*PROBLEMS TO WORK ON*
A – In the IDEXX Form 8-K filing, what state is given as the company's jurisdiction of incorporation?
B – Copy the stretch of the IDEXX Form 8-K filing from "Check the appropriate" through "(17 CFR 230.425)".
C – Summarize the IDEXX Form 8-K filing in two sentences.

*TEXT SEGMENT*
Unassociated Document

UNITED STATES
SECURITIES AND EXCHANGE COMMISSION
Washington, D.C. 20549
 
FORM 8-K
 
CURRENT REPORT
Pursuant to Section 13 or 15(d) of the Securities Exchange Act of 1934
 
 
Date of report (Date of earliest event reported): October 25, 2007
 
 
IDEXX LABORATORIES, INC.
(Exact name of registrant as specified in its charter)
 
 
 
Delaware
000-19271
01-0393723
(State or other jurisdiction
(Commission File Number)
(IRS Employer Identification No.)
of incorporation)
   
 
 
One IDEXX Drive, Westbrook, Maine
04092
(Address of principal executive offices)
(ZIP Code)
 
 
207-556-0300
(Registrant's telephone number, including area code)
 
Not Applicable
(Former name or former address, if changed since last report)
 
 
Check the appropriate box below if the Form 8-K filing is intended to simultaneously satisfy the filing obligation of the registrant under any of the following provisions (see General Instruction A.2. to Form 8-K):
 
o
Written communications pursuant to Rule 425 under the Securities Act (17 CFR 230.425)
o
Soliciting material pursuant to Rule 14a-12 under the Exchange Act (17 CFR 240.14a-12)
o
Pre-commencement communications pursuant to Rule 14d-2(b) under the Exchange Act (17 CFR 240.14d-2(b))
o
Pre-commencement communications pursuant to Rule 13e-4(c) under the Exchange Act (17 CFR 240.13e-4(c))
 




 
 

 

Item 2.02
Results of Operations and Financial Condition.

On October 26, 2007, IDEXX Laboratories, Inc. (the “Company”) announced its financial results for the quarter ended September 30, 2007. The full text of the press release issued in connection with the announcement is furnished as Exhibit 99.1 to this Current Report on Form 8-K.

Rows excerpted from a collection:
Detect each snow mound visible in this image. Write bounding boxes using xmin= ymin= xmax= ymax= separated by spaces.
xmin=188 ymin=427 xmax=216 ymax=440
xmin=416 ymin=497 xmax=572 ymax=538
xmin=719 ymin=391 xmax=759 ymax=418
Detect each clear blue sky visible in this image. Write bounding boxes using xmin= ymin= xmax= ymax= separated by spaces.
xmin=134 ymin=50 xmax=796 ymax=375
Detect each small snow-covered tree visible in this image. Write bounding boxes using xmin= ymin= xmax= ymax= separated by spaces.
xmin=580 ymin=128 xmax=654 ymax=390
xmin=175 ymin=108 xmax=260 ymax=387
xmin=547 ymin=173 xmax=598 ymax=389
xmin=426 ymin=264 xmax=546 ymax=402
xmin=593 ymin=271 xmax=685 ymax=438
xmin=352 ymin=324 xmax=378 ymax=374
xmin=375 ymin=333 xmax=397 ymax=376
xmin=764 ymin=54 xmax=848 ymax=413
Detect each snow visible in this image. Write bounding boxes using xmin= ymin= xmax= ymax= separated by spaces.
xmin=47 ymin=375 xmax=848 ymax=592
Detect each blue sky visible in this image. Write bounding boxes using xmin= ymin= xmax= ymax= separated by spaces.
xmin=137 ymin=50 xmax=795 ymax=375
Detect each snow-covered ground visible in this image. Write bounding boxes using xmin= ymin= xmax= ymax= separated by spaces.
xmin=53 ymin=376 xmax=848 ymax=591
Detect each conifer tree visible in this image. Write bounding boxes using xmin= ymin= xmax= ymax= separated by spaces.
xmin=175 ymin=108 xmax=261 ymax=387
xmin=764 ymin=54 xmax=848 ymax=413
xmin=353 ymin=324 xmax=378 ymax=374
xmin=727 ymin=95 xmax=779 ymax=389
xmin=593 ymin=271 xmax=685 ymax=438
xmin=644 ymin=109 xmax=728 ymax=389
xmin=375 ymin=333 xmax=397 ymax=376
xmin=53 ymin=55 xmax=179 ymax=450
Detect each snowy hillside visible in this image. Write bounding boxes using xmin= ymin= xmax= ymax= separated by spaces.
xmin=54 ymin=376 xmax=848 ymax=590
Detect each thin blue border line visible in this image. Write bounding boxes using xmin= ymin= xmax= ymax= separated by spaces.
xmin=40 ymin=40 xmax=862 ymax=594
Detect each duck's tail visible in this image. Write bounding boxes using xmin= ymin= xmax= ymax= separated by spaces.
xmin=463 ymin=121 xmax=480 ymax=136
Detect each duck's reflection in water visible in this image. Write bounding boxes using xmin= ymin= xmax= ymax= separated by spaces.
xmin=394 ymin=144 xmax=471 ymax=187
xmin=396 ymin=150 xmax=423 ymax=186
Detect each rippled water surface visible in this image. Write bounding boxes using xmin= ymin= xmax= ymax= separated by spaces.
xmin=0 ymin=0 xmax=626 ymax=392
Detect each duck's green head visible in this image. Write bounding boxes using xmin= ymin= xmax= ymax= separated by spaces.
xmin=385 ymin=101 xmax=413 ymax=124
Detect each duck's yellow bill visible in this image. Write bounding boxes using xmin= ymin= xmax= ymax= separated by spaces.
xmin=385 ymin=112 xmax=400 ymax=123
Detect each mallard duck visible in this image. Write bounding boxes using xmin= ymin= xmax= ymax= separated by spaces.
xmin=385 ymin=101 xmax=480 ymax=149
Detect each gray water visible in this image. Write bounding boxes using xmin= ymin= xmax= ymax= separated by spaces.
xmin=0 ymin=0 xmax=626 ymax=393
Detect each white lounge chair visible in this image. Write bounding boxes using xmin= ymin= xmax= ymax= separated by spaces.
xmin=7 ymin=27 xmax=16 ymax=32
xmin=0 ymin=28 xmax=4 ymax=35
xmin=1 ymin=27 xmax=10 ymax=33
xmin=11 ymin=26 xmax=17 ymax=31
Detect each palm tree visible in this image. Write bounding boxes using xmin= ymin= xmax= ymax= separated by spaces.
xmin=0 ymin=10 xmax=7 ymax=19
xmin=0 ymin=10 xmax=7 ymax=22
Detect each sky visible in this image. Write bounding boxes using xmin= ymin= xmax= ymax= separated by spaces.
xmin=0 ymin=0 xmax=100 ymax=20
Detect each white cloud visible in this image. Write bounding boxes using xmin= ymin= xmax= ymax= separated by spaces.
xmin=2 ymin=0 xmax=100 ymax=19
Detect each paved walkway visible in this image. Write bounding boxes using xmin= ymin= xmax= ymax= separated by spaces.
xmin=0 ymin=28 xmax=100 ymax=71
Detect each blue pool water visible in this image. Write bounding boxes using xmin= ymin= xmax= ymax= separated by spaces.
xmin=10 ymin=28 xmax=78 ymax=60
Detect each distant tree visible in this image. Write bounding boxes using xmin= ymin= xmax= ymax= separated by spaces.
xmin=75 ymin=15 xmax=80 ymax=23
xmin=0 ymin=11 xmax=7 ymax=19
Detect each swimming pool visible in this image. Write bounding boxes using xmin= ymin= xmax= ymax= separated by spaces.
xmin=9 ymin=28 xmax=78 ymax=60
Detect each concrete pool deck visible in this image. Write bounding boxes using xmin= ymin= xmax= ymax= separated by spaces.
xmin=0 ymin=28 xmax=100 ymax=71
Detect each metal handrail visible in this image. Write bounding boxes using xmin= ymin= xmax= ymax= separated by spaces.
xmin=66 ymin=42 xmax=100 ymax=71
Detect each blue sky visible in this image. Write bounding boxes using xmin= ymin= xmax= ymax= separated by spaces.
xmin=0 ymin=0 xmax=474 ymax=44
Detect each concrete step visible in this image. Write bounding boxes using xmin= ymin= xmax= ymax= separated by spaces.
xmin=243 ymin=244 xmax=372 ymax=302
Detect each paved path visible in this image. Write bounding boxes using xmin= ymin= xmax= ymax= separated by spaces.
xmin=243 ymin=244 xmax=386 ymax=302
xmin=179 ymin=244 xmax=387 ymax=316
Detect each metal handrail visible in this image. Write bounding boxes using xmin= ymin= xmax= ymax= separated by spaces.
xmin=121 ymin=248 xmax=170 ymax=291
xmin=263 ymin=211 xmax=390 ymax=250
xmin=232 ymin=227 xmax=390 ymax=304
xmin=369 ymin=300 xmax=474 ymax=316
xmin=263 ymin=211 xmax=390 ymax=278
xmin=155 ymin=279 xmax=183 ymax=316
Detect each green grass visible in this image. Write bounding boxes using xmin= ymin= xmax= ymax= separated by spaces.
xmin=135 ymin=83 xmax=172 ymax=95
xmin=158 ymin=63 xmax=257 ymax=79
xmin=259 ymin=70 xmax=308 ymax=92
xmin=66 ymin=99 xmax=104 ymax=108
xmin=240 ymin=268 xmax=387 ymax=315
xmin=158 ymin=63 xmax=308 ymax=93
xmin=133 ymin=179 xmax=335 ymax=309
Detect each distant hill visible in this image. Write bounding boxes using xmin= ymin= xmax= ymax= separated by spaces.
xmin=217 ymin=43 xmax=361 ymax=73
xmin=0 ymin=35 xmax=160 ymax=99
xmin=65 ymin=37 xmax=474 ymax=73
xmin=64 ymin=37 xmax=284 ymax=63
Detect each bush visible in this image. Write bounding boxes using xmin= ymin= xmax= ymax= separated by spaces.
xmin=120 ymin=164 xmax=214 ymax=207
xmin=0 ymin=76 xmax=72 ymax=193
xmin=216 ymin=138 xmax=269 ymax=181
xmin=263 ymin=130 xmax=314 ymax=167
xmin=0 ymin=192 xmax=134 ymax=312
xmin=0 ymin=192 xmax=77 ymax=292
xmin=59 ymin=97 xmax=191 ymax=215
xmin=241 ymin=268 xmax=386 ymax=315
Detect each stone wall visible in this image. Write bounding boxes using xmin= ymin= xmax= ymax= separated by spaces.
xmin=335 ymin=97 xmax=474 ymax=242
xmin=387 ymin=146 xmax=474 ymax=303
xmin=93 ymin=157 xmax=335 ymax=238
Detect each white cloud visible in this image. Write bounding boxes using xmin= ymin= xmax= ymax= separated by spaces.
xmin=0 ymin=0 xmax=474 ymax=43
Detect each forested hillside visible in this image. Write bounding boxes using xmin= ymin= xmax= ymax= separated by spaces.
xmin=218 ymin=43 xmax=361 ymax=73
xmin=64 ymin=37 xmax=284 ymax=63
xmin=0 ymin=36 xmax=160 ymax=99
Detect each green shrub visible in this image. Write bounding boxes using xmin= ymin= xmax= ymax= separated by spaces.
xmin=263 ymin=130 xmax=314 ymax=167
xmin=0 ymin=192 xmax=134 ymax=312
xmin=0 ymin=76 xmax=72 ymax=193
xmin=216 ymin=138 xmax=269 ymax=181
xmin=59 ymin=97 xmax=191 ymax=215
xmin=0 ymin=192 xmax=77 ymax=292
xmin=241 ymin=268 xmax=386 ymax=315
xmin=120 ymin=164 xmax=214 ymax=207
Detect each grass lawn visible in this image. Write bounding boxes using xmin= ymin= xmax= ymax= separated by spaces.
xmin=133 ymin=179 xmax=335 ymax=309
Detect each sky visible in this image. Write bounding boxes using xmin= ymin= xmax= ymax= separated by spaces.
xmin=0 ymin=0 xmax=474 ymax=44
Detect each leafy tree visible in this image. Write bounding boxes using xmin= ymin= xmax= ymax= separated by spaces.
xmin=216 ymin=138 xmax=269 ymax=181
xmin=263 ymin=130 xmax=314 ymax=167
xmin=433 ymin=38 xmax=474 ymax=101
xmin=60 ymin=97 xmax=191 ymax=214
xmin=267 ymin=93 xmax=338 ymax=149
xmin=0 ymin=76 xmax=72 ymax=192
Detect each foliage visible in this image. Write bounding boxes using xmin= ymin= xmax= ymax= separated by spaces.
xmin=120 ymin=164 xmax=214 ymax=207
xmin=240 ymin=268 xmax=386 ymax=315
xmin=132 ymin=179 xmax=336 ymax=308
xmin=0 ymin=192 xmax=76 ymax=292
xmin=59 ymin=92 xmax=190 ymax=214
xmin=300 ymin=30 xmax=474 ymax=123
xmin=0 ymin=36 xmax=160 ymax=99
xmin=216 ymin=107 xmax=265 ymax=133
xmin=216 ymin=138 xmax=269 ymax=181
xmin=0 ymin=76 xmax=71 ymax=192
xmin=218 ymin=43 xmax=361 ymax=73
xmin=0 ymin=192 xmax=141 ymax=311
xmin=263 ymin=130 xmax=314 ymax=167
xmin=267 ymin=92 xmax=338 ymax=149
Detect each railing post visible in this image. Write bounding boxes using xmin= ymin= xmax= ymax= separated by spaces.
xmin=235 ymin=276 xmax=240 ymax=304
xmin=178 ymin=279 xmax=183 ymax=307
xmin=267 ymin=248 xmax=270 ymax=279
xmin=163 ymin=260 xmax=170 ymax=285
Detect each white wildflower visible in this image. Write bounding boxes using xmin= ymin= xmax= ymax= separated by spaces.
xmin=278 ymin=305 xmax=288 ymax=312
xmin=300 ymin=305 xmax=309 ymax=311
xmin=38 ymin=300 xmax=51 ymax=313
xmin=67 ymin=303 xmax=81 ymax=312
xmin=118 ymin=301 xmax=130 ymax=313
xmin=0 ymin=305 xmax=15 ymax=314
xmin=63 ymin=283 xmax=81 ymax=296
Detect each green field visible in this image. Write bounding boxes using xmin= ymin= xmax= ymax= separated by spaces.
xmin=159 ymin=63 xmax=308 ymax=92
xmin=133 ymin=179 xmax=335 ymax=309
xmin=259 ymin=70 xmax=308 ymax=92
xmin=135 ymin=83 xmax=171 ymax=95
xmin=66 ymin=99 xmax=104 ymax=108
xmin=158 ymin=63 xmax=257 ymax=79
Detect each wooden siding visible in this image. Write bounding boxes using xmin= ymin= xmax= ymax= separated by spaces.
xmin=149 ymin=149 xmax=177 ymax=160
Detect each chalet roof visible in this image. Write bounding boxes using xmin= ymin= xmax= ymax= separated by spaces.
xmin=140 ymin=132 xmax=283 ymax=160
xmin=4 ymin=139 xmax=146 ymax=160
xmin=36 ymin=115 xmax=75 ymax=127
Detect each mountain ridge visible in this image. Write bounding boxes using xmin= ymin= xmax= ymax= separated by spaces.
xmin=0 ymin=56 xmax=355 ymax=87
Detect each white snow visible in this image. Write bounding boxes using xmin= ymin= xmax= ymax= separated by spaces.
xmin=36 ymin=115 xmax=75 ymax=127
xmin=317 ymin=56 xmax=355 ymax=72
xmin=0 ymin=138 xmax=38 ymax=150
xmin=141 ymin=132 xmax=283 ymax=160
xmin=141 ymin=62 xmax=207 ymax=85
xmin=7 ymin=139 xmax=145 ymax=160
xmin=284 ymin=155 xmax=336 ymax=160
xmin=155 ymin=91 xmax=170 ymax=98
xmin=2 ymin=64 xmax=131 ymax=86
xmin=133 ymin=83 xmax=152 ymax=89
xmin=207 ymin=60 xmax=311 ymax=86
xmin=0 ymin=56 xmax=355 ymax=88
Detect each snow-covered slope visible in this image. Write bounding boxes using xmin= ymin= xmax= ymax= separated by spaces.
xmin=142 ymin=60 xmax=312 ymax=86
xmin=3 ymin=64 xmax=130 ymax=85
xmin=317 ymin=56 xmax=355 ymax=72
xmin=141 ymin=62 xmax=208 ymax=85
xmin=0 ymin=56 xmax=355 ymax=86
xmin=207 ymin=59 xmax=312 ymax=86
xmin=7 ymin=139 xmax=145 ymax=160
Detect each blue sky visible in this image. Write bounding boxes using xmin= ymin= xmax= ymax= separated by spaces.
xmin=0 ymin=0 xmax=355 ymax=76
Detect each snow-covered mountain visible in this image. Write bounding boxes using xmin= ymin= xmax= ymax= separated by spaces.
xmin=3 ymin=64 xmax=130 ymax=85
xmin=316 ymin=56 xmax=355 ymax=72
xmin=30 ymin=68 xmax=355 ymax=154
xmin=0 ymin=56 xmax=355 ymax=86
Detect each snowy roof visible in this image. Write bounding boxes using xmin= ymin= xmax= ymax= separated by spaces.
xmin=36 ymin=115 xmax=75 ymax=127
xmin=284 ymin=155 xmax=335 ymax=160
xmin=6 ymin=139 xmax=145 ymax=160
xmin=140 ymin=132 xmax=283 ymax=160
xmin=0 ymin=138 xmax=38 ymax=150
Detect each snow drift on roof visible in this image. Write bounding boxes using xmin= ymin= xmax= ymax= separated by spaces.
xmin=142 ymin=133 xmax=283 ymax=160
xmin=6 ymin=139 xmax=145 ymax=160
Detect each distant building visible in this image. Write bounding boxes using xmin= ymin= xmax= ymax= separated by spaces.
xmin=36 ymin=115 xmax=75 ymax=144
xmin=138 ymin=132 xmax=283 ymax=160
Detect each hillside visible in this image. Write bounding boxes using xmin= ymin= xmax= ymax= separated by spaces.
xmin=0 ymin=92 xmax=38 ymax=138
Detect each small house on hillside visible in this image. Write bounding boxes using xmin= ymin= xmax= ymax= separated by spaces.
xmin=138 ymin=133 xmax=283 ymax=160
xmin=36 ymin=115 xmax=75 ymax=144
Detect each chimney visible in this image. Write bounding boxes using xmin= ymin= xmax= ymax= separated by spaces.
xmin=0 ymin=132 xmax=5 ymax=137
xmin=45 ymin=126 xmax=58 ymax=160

*RESPONSES BY TASK*
A – Delaware

B –
Check the appropriate box below if the Form 8-K filing is intended to simultaneously satisfy the filing obligation of the registrant under any of the following provisions (see General Instruction A.2. to Form 8-K):
 
o
Written communications pursuant to Rule 425 under the Securities Act (17 CFR 230.425)

C – IDEXX Laboratories, Inc., a Delaware company with principal executive offices in Westbrook, Maine, submitted a Form 8-K current report to the Securities and Exchange Commission. The report states that on October 26, 2007, the company announced its financial results for the quarter ended September 30, 2007, and that the full press release is furnished as Exhibit 99.1.